## BEGIN READING PASSAGE

LYSIS: This is a good clear argument. There are no inference gaps and it has no missing premises. The authors show that Hebb’s position was unreasonable.
CHARMIDES: This is a good argument, and the conclusion is adequately supported by the premises. Since the argument works as it stands, there is no need for any reconstruction using missing premises.

Case Five

The object of reasoning is to find out, from the consideration of what we already know, something else which we do not know. Consequently, reasoning is good if it be such as to give a true conclusion, from true premises, and not otherwise. (From C.S. Peirce, ‘The Fixation of Belief,’ in Pragmatism: the Classic Writings, edited by H.S. Thayer. New York: Mentor Books, 1970, p. 63.)

Stated Premises and Conclusion

  1. The object of reasoning is to find out from the consideration of what we already know something else which we do not know.
    So,

  2. Reasoning which gives us a true conclusion from true premises is good reasoning.
    and,

  3. Reasoning that does not give us a true conclusion from true premises is not good reasoning.

## END READING PASSAGE
## BEGIN DATA LISTING

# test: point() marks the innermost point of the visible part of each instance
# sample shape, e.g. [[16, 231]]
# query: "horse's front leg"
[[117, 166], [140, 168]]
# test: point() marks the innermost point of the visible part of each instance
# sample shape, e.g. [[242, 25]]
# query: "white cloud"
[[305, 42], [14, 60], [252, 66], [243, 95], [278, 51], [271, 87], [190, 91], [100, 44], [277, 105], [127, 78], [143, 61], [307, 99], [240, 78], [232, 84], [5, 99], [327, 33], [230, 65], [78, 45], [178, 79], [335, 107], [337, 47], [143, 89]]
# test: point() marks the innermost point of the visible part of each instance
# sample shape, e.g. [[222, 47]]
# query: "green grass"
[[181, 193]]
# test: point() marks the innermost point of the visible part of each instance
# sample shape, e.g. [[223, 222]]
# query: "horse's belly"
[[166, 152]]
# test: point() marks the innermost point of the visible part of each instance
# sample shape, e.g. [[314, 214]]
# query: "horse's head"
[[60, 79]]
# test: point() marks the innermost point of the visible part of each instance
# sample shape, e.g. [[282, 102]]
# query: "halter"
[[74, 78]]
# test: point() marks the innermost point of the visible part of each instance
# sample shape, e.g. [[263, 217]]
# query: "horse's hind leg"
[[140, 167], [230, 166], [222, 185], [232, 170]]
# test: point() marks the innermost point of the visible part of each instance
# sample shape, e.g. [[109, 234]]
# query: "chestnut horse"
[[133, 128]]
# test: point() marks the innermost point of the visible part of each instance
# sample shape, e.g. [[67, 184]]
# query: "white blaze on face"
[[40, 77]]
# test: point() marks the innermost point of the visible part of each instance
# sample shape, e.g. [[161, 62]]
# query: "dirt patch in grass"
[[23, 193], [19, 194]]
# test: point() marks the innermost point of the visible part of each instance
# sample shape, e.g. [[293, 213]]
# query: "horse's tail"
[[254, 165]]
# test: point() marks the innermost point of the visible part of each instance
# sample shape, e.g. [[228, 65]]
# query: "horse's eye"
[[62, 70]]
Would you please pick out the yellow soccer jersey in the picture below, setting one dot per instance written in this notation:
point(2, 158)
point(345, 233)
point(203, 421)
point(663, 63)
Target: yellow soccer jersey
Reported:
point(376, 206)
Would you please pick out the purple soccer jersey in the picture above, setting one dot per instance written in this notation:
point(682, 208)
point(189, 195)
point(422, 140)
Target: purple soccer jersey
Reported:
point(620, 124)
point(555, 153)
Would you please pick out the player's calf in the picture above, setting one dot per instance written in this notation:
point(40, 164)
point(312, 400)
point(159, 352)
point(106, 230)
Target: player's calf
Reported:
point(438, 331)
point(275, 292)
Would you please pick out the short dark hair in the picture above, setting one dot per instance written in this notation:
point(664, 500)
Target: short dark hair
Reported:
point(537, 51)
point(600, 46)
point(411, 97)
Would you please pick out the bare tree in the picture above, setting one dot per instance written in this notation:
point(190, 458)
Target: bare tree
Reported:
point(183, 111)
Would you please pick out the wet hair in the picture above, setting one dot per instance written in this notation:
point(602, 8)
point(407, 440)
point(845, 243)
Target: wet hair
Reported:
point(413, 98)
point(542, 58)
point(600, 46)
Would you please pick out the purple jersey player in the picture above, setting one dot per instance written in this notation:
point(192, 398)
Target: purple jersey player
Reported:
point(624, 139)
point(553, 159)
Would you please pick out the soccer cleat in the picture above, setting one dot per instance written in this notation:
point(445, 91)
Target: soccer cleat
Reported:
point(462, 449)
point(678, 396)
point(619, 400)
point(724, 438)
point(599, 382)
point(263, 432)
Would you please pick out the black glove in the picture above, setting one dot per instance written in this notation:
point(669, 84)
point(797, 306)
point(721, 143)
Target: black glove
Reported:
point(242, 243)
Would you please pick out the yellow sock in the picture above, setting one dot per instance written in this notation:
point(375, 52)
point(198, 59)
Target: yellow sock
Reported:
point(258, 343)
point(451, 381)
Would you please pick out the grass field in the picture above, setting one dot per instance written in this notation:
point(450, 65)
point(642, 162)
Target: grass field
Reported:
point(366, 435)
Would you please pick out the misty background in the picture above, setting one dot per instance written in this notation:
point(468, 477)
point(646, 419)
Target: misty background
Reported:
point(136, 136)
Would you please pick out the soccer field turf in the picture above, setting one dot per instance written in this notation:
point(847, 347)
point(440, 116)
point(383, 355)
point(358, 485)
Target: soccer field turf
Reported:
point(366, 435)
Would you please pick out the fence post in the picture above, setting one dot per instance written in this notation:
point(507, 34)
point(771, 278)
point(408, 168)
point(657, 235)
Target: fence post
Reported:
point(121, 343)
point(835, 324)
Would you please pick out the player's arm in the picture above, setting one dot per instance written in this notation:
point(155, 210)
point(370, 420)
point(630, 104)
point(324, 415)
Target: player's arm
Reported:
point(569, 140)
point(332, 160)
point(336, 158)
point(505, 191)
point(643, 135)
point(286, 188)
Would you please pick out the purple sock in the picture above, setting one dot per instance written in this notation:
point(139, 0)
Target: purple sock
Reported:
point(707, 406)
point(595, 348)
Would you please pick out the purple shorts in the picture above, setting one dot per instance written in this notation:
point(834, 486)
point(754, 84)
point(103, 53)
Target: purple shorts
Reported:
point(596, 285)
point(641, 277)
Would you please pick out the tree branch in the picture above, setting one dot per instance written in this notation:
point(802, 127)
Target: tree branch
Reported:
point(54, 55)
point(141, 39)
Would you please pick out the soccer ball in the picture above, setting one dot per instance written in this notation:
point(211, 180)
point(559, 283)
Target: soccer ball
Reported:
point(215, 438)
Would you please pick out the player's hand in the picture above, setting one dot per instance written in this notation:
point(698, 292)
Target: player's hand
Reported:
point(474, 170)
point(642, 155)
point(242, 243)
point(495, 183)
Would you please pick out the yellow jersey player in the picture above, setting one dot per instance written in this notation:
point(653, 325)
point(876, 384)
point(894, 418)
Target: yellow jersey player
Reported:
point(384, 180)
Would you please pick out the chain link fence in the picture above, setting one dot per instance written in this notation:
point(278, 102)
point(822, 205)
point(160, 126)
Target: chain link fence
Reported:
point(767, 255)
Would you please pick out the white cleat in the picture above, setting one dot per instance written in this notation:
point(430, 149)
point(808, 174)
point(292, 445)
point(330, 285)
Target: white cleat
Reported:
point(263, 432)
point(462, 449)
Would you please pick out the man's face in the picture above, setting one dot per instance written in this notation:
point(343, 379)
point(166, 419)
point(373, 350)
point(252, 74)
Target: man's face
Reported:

## END DATA LISTING

▶ **TASKS FOR THIS EXERCISE**
**a.** In the argument-analysis passage, which book is given as the source of the Peirce quotation in Case Five?
**b.** Resume the argument-analysis passage right after its final numbered statement.

▶ **ANSWERS FOR THE TASKS**
**a.** Pragmatism: the Classic Writings, edited by H.S. Thayer

**b.**
LYSIS: This is an ambitious argument. The philosopher seeks two conclusions from a single premise. The problem is not with inference. It is that the premise requires clarification. If the word ‘know’ is understood too narrowly, the premise will be false, for the purpose of reasoning is also to form reasonable beliefs on the basis of other things which we have good reason to believe. However, since this philosopher was a fallibilist, he would likely have been willing to equate having good reason to believe with knowing. If this is done, the premise is all right. The direction of the argument is clear enough.

But just as we had to clarify ‘know’ in the premises, we have to look at the semantics of the conclusions. First we have to understand them as being about reasoning of a type; because if we don’t do this, (2) is vulnerable to counterexample. You can easily reason from a true premise to a true conclusion without employing good reasoning, just by being lucky. So we must understand that the references to reasoning are to general patterns of reasoning. Right after making this argument, Peirce goes on to speak of ‘habits of the mind’, so this interpretation has a good textual basis. However, there is still a problem with (3). Whereas (2), as explained here, can be inferred from (1) – reasoning has such-and-such purpose; reasoning of so-and-so type serves this purpose; therefore reasoning of so-and-so type is good reasoning, (3) cannot. The only way to make (1) true is, as we have seen, to understand ‘know’ in a flexible sense that would be suggested by Peirce’s fallibilism. On this interpretation of (1), (3) does not follow from (1), because reasoning might give us probable conclusions from probable premises, satisfying (1), but not (3).

Since this argument needs so much clarification, we can rightly accuse the author of vagueness, and since it can only work when ‘know’ is understood in two incompatible ways, we can also accuse him of equivocation. However, these problems do not generate inference gaps and the clarification needed is not to be supplied by extra premises.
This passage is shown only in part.